What is required: Extract each line below that contains the string "fill". Matching is case-sensitive.

Labeled area outline items:
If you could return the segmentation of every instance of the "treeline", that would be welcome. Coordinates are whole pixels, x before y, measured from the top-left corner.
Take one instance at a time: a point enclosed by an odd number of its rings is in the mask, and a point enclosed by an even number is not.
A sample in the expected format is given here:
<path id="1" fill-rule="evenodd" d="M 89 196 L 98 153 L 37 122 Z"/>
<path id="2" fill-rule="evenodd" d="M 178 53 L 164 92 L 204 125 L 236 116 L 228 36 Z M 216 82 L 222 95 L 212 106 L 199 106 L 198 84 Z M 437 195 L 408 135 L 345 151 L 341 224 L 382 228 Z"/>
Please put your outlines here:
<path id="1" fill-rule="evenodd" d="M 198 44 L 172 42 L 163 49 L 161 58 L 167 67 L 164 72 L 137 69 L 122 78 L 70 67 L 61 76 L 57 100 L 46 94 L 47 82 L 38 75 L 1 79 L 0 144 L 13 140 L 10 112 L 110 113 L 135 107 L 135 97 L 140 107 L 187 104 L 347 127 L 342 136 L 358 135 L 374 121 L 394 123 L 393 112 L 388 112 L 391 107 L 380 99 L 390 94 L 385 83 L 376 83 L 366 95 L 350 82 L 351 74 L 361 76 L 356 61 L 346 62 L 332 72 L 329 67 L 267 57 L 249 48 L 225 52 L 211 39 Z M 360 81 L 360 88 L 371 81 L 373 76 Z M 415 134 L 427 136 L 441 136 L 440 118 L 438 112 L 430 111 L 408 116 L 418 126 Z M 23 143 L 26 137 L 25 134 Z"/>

Solution to this task:
<path id="1" fill-rule="evenodd" d="M 89 196 L 98 153 L 37 122 Z"/>
<path id="2" fill-rule="evenodd" d="M 178 53 L 164 92 L 204 125 L 236 116 L 228 36 Z M 216 82 L 222 95 L 212 106 L 199 106 L 198 84 Z M 437 195 L 408 135 L 345 151 L 341 224 L 382 228 Z"/>
<path id="1" fill-rule="evenodd" d="M 198 44 L 172 42 L 163 49 L 161 58 L 167 67 L 164 72 L 137 69 L 122 78 L 70 67 L 61 76 L 57 100 L 46 94 L 47 82 L 38 75 L 1 79 L 0 144 L 13 140 L 10 112 L 110 113 L 135 107 L 135 97 L 140 107 L 187 104 L 347 127 L 342 136 L 358 135 L 374 121 L 394 123 L 393 112 L 388 112 L 391 107 L 380 99 L 390 94 L 385 83 L 376 83 L 366 95 L 350 82 L 351 74 L 361 76 L 356 61 L 346 62 L 332 72 L 329 67 L 267 57 L 249 48 L 225 52 L 211 39 Z M 360 81 L 360 88 L 371 81 L 373 76 Z M 415 134 L 427 136 L 441 136 L 440 118 L 438 112 L 430 111 L 408 116 L 418 126 Z M 23 143 L 26 137 L 25 134 Z"/>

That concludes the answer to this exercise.